** start of Available records **

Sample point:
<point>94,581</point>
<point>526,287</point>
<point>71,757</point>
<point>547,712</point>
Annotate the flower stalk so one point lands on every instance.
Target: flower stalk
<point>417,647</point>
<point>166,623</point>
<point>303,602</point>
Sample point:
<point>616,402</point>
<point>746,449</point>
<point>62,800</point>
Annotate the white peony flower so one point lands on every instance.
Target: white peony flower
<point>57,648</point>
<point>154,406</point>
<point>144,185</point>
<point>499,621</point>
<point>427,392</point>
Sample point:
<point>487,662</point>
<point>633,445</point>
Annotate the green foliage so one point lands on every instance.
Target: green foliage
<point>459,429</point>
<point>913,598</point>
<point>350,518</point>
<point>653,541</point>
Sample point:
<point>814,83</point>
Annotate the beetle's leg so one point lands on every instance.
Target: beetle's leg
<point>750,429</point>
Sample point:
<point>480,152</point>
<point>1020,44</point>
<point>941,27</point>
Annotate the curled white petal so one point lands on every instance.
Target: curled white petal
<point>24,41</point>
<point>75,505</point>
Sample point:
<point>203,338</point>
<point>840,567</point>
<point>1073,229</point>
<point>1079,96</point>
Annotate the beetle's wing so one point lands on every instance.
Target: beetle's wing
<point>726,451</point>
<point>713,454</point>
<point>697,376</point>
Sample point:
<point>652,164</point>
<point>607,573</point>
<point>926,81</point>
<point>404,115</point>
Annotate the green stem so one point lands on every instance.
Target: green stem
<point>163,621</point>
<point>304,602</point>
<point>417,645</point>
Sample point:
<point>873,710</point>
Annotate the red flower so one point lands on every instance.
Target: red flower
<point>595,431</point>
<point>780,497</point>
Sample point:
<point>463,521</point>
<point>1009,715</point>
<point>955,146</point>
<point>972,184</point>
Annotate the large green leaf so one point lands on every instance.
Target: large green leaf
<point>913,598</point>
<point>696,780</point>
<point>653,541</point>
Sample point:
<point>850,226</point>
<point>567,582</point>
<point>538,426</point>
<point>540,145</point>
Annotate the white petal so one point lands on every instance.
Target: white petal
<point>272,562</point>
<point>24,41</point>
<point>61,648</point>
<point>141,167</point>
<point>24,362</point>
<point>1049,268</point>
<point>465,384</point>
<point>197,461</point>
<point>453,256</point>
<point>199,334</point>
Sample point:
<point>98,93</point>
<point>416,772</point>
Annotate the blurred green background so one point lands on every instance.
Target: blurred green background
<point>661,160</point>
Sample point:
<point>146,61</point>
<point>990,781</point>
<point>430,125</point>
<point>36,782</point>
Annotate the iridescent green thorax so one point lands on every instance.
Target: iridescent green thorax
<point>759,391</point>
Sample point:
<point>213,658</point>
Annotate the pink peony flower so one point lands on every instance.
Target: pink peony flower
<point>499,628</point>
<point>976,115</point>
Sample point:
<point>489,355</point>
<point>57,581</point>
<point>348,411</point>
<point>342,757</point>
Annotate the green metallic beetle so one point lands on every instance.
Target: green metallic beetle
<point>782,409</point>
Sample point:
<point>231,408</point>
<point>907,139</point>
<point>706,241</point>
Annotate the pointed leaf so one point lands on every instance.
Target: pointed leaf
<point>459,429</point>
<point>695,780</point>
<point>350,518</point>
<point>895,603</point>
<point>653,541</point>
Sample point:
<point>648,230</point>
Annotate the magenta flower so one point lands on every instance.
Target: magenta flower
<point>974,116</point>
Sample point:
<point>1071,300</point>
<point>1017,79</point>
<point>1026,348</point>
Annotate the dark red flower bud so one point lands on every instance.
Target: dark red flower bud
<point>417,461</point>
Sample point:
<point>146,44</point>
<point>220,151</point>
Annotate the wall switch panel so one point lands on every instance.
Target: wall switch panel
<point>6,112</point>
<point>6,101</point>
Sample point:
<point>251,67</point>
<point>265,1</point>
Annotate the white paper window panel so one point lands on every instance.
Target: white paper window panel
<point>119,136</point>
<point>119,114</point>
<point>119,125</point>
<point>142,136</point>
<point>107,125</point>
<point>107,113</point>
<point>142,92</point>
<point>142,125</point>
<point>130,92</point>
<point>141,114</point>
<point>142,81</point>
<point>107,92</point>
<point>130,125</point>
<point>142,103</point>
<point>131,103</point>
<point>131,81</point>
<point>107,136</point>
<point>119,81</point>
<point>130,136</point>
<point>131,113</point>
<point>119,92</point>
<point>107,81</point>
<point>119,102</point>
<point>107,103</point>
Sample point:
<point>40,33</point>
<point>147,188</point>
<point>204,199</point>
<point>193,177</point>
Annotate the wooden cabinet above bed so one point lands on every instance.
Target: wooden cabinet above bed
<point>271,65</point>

** end of Available records **
** start of Available records **

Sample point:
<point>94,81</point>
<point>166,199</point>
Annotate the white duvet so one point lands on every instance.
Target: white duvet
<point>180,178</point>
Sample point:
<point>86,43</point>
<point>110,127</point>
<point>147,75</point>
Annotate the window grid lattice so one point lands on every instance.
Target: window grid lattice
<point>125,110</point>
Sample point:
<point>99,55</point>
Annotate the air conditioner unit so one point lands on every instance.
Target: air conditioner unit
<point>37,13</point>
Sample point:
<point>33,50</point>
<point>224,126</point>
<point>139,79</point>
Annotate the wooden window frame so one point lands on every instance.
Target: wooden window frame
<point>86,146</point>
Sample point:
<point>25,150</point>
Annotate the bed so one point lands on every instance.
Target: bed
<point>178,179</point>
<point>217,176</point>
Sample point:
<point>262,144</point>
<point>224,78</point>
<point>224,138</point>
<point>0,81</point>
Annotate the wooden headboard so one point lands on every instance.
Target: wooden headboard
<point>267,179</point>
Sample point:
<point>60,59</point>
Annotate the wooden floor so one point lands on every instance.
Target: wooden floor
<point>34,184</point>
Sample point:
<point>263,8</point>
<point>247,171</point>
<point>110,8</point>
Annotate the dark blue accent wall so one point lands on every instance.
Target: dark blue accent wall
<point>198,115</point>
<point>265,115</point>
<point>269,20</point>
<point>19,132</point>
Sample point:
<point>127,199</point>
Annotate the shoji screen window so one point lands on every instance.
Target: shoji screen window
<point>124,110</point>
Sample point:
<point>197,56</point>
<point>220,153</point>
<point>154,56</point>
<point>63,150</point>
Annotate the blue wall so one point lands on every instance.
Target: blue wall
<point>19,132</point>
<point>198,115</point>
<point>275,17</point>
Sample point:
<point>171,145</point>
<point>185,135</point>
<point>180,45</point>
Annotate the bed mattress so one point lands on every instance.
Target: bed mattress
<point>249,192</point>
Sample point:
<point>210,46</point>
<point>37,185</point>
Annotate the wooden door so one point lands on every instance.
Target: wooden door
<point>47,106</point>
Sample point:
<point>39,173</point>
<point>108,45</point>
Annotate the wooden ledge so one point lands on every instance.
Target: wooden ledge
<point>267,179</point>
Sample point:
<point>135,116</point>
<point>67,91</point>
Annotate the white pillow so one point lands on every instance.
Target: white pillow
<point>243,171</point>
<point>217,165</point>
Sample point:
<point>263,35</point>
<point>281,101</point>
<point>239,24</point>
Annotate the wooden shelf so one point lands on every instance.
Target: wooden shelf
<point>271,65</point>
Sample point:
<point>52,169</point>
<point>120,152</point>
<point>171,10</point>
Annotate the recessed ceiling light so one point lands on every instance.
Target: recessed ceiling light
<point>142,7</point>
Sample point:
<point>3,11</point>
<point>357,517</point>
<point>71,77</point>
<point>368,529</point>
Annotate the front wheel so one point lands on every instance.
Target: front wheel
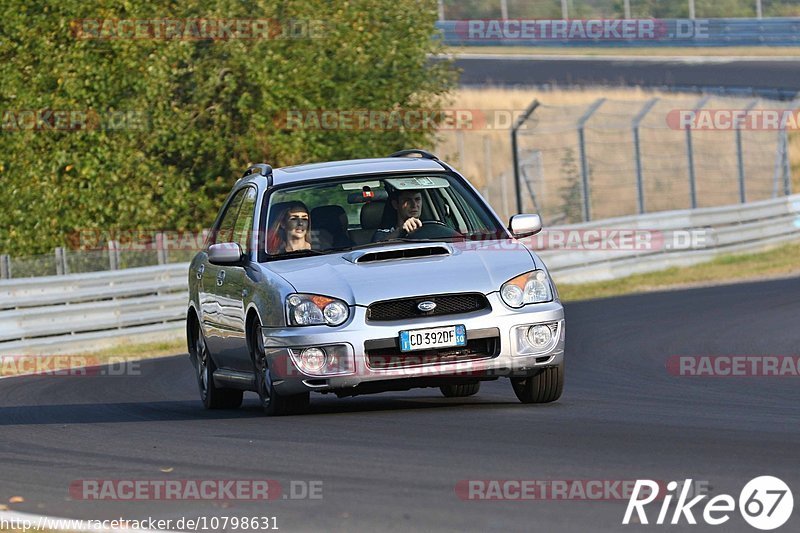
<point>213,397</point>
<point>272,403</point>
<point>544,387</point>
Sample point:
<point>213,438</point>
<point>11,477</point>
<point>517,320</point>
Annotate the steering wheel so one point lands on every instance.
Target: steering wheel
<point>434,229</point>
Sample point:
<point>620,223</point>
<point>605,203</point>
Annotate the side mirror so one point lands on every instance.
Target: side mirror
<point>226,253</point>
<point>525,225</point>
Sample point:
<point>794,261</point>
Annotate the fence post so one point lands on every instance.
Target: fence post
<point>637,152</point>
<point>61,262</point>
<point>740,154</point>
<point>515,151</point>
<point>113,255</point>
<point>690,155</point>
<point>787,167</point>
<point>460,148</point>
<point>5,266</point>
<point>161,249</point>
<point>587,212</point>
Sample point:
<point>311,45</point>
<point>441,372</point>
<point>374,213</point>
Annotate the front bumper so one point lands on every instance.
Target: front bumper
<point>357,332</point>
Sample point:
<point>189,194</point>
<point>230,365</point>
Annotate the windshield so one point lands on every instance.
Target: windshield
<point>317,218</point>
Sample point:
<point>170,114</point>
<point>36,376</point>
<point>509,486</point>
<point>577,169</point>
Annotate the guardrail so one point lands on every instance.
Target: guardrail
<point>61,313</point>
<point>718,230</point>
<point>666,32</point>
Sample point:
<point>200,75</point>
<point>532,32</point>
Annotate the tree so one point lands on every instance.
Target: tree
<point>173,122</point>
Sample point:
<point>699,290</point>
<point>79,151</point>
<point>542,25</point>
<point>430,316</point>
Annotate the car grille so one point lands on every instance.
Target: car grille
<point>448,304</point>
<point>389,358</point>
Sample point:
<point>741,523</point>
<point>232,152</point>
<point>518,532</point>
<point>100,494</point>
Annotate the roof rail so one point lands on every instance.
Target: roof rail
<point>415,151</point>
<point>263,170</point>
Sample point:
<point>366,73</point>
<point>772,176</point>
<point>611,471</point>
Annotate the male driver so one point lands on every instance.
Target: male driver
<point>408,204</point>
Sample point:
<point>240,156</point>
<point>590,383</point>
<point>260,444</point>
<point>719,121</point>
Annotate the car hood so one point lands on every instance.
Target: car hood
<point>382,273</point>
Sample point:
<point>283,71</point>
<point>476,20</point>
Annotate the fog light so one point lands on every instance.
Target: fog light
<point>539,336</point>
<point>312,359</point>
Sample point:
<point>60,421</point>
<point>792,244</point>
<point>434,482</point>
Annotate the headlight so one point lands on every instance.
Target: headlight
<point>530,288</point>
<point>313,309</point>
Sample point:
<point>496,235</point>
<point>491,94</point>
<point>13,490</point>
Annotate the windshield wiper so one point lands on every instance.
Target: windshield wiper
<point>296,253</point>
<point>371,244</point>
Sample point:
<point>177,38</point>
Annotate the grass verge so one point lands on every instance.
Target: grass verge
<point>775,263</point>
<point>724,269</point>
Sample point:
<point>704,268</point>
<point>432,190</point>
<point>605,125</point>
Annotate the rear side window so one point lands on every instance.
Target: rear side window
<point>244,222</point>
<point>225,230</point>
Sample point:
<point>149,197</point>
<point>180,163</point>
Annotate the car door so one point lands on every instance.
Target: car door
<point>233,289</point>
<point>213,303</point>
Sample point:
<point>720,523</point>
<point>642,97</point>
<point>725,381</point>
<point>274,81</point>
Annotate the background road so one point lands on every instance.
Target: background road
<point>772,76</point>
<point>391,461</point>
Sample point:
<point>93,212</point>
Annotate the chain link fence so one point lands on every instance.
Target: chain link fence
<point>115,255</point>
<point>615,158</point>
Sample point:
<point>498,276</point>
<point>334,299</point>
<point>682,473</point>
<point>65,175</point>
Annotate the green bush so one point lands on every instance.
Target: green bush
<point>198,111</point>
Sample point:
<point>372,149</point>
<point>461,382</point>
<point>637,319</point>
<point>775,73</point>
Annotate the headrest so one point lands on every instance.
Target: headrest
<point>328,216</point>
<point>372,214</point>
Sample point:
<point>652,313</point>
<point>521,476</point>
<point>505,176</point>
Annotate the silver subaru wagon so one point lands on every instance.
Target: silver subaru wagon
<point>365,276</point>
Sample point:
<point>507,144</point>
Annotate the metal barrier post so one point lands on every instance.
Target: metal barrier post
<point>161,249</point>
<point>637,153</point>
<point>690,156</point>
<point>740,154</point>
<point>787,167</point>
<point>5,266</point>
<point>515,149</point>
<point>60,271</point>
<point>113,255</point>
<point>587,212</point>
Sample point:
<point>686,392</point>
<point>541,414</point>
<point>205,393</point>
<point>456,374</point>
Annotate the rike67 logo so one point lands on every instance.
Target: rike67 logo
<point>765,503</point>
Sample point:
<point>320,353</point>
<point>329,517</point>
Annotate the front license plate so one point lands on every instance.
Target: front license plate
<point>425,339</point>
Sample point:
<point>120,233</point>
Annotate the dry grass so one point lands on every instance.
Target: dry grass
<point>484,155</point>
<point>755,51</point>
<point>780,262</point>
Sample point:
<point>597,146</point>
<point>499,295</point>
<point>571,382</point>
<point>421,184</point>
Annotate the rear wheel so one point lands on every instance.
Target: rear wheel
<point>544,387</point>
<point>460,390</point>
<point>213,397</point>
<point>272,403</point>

** end of Available records **

*Task*: Gather every line of the records above that contains the word "metallic" and copy each one out.

*Result*:
Annotate the green metallic beetle so one point lands on every instance.
Target: green metallic beetle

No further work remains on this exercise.